With the images omitted, return all of the entries exactly as they stand.

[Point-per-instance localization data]
Content starts
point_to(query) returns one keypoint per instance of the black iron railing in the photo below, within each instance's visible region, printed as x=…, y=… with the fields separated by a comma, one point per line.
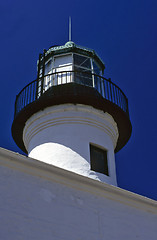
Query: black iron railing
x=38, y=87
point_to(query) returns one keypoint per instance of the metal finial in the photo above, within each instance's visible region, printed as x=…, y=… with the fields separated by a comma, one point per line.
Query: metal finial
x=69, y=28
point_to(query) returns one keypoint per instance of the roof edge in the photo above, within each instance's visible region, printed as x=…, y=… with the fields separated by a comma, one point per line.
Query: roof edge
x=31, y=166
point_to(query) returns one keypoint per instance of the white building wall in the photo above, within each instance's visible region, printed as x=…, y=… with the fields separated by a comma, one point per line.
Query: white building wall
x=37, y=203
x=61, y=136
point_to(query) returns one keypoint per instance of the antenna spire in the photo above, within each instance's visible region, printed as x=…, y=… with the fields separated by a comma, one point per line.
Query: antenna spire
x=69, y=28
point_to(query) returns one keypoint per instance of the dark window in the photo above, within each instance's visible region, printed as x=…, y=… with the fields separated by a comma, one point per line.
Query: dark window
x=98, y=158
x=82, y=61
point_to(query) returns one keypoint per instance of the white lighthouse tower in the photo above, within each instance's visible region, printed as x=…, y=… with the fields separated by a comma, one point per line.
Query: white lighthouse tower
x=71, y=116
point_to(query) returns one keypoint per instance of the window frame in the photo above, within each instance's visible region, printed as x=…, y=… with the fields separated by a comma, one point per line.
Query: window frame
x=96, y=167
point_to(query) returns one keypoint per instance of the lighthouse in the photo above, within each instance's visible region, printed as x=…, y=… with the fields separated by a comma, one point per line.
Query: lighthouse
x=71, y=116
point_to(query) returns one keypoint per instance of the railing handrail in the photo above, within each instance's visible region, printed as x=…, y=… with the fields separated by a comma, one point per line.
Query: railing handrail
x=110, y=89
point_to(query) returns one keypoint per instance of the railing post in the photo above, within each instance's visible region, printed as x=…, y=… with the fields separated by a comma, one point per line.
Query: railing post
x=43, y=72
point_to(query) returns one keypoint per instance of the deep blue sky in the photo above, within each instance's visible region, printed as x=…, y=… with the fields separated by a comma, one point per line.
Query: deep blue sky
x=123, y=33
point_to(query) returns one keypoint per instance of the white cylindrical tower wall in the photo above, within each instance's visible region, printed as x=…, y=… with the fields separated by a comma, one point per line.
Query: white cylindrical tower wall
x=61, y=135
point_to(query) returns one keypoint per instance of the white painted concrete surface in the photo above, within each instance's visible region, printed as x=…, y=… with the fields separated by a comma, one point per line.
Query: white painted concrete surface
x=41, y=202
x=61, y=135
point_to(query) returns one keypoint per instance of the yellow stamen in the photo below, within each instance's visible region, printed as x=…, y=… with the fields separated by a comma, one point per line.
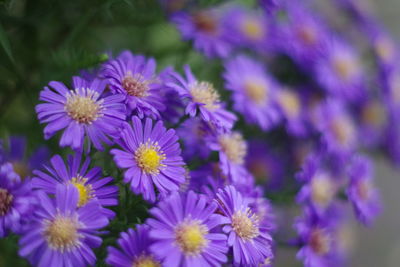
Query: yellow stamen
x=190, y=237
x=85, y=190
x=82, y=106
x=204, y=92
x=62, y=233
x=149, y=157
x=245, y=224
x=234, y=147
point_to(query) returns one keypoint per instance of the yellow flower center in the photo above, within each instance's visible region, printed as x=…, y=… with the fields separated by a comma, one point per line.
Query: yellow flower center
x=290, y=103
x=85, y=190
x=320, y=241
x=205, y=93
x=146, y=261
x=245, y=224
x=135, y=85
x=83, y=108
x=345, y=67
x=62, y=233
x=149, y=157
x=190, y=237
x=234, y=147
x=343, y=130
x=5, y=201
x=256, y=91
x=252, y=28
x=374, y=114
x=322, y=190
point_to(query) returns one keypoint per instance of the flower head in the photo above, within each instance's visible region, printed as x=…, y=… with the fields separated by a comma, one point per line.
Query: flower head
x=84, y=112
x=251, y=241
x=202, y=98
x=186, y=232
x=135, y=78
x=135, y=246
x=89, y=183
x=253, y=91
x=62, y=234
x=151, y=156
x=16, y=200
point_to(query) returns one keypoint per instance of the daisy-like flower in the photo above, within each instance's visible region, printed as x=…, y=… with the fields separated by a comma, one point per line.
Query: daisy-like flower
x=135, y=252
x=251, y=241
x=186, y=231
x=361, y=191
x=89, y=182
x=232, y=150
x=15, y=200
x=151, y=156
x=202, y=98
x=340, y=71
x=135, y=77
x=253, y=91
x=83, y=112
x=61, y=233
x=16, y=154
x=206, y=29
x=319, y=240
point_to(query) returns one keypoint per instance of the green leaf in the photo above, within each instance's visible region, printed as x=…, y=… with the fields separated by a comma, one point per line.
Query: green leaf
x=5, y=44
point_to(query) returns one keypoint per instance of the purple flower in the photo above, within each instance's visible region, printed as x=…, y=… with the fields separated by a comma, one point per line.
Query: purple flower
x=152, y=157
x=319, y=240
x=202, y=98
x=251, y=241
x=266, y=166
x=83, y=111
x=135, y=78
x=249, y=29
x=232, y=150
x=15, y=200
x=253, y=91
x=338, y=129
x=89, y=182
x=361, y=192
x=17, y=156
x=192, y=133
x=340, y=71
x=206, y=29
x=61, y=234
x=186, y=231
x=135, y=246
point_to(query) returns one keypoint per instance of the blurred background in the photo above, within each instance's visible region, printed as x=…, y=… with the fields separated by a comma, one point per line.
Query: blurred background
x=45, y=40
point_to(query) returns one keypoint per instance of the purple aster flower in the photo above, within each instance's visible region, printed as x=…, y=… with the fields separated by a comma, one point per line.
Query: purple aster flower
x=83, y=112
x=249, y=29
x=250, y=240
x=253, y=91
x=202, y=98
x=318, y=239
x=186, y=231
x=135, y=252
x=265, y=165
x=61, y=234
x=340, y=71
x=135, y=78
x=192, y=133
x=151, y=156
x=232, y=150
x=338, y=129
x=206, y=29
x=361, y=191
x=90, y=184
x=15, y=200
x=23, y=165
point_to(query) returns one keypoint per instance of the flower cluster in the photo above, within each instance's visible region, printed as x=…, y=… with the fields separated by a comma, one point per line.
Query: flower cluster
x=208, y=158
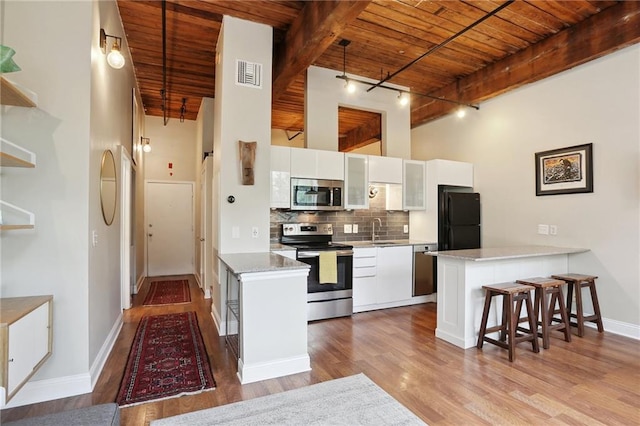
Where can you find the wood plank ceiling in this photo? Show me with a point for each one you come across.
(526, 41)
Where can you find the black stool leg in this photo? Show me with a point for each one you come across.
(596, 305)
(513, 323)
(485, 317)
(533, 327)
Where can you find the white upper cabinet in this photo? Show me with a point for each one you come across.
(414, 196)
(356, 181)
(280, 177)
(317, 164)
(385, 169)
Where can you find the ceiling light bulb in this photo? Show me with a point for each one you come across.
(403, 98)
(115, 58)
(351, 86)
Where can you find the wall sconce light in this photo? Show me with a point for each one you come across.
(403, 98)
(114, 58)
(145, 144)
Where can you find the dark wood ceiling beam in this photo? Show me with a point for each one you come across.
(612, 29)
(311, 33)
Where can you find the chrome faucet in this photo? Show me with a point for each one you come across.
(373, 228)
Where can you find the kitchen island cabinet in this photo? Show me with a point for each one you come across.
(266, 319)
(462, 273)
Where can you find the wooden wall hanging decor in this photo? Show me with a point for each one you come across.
Content ends
> **Task solution**
point_to(query) returns one keypoint per instance of the black iron railing in the photo below, within each instance's visible region, printed as x=…, y=… with the fields separated by a comma, one point per line.
Query: black iron railing
x=38, y=87
point_to(query) returns one keypoint per instance of the metal finial in the photo above, within each instance's visible region, printed as x=…, y=… with the fields separated by a comma, one point per line.
Query: metal finial
x=69, y=28
point_to(query) returns one keypoint per instance of the roof edge in the photo above, within each instance's visible region, printed as x=…, y=… with the fields separated by a comma, one point per line.
Query: roof edge
x=31, y=166
point_to(query) returns one keypoint per instance of the white building wall in the photo above, within each instance's visible region, printed as x=…, y=… with the fields separated by a comma, one point per line.
Query: white building wall
x=37, y=203
x=61, y=136
point_to(query) returns one keypoint per instance of the antenna spire in the photo above, within each instance's visible region, printed as x=…, y=… with the fields separated by a comma, one point per line.
Query: antenna spire
x=69, y=28
point_to(query) returns one keypoint per instance of the dark window in the photo above, within each instance's visible region, printed as x=…, y=… with the fields separated by a comma, one point per line.
Query: dark window
x=98, y=158
x=82, y=61
point_to(query) returns one keypoint per instance of the white lighthouse tower in the photo above, within each instance's visible region, printed as x=…, y=… with the fields separated by a comma, one point per line.
Query: white lighthouse tower
x=71, y=116
point_to(query) returns one keypoint per instance of the window frame in the photo above, within each instance's visible region, printed as x=…, y=… with the fields separated by a comma, one point per line.
Query: window frame
x=96, y=167
point_to(query) returns one keypoint per instance of the lighthouse in the photo above, within each instance's visible region, printed as x=…, y=… with the fields separated by a comma, one point per line.
Query: lighthouse
x=71, y=116
point_to(query) returns one keypoint per instance of the railing handrail in the photo above, within each instance's visible region, printed as x=…, y=… with the fields separated by a comma, one point per line.
Query: railing handrail
x=110, y=89
point_to(query) returns one keypoint per instance of the railing post in the photo above, within each instance's visible region, printed as x=…, y=… with the fields separated by a comma, one point per line.
Query: railing post
x=43, y=72
point_to(query) returns one keypoint per instance of the deep blue sky in the photo above, within each instance's visible region, printed as x=…, y=… with the fields separated by a comma, one point per line.
Query: deep blue sky
x=123, y=33
point_to(query) returns one keypoint per instance of the white cylindrical tower wall in the photo above, within each instance's visible region, printed as x=…, y=… with the fields separated by a comma, one point per line.
Query: white cylindrical tower wall
x=61, y=135
point_to(query) returns one keypoint per instance of the white painted concrete surface in the photo above, within each instance's visible region, printed as x=…, y=… with the fields separated by a comma, one point per line.
Query: white painted concrete surface
x=41, y=202
x=61, y=135
point_to(query) returns one keypoint per instance of the yellow stamen in the photo below, within each instance's visible region, printed as x=…, y=… with the fields separated by a comma, one point per line.
Query: yellow stamen
x=190, y=237
x=85, y=190
x=82, y=106
x=204, y=92
x=62, y=233
x=149, y=157
x=245, y=224
x=234, y=147
point_to(query) returns one keypoint per instance of the yellow flower center in the photo above, within each instance's visible region, printed as x=…, y=… with the fields separated by a comma, one point per line.
Query: yellow flower center
x=290, y=103
x=85, y=190
x=320, y=241
x=205, y=93
x=146, y=261
x=245, y=224
x=135, y=85
x=83, y=108
x=345, y=67
x=62, y=233
x=149, y=157
x=190, y=237
x=234, y=147
x=343, y=130
x=5, y=201
x=256, y=91
x=252, y=28
x=374, y=114
x=322, y=190
point_to(query) returns one keypoint per instance of the flower head in the photo above, within each instance's visible region, printed as x=…, y=… with the fields separated by a comma, one point per line.
Query: flower head
x=84, y=112
x=251, y=241
x=202, y=98
x=186, y=232
x=135, y=78
x=135, y=246
x=89, y=183
x=253, y=91
x=62, y=234
x=151, y=156
x=16, y=200
point_to(query) returns one keypoint per instance of the daisy-like flower in the photo above, within each instance's visible region, printed as x=…, y=… with the fields separated by a comma, one point per line.
Query: daisy-like flower
x=135, y=252
x=251, y=241
x=186, y=231
x=361, y=191
x=89, y=182
x=232, y=150
x=15, y=200
x=151, y=156
x=202, y=98
x=340, y=71
x=135, y=77
x=253, y=91
x=83, y=112
x=61, y=233
x=16, y=154
x=206, y=29
x=319, y=240
point_to(query) returns one keypoint per instance of the green leaf in the photo above, within each instance's visible region, printed as x=…, y=… with the fields separated by a comma, one point per line.
Query: green leaf
x=5, y=44
point_to(query) returns one keypoint per instance of the purple flower in the photo above, within each instance's visible region, printed as x=…, y=… with the fields separated by a comma, one point per line.
Query: purple flower
x=152, y=157
x=319, y=240
x=202, y=98
x=251, y=241
x=266, y=166
x=83, y=111
x=135, y=78
x=249, y=29
x=232, y=150
x=15, y=200
x=253, y=91
x=338, y=129
x=89, y=182
x=361, y=192
x=17, y=156
x=192, y=133
x=340, y=71
x=206, y=29
x=61, y=234
x=186, y=231
x=135, y=246
point_to(query) returns one keypoint per instance of the blurred background in the photo above, within each instance's visible region, printed as x=…, y=… with the fields separated by a comma, one point per line.
Query: blurred background
x=45, y=40
point_to(query) returns one keypoint per instance of the purple aster flower in the photo above, within each instance's visible region, printed as x=…, y=… with the fields separated by a comma, one point per line.
Query: purple aster flower
x=83, y=112
x=249, y=29
x=250, y=240
x=253, y=91
x=202, y=98
x=318, y=239
x=186, y=231
x=135, y=252
x=265, y=165
x=61, y=234
x=340, y=71
x=135, y=78
x=192, y=133
x=151, y=156
x=232, y=150
x=338, y=129
x=206, y=29
x=361, y=191
x=90, y=184
x=15, y=200
x=23, y=165
point_to(query) returns one keypoint per instance of the flower cluster in the photo above, within each instance's visible region, printed as x=…, y=… with the fields separated by a comma, one point per line.
Query: flower cluster
x=208, y=158
Where can you find the wood plank ceiling in this photo? Show me with a point for each one you come across.
(526, 41)
Where can you find the black stool leg in this photo? Show me with a point for each one you come across.
(596, 305)
(513, 323)
(485, 317)
(533, 327)
Where can you find the white upper cabinet in this photo? Show me with a point for each one you come across.
(414, 196)
(356, 181)
(280, 177)
(317, 164)
(385, 169)
Where can you find the ceiling light bulb in this photo? Show me with a point for each one you come across.
(403, 98)
(115, 58)
(351, 86)
Where can you find the wall sconce light in this photo? Show me with a point for each one you come across.
(403, 98)
(114, 58)
(145, 144)
Where can you find the dark wood ceiling beam in this photo? Show me with a point for each one you come across.
(612, 29)
(311, 33)
Where can you find the chrome faucet in this photo? Show me with a point for each one you come across.
(373, 228)
Where can you find the kitchen island cabinet in this photo? Show me with a point for each one you come across.
(266, 319)
(462, 273)
Where can you find the wooden wall hanging decor in this photo? Show me with a point for each one you come across.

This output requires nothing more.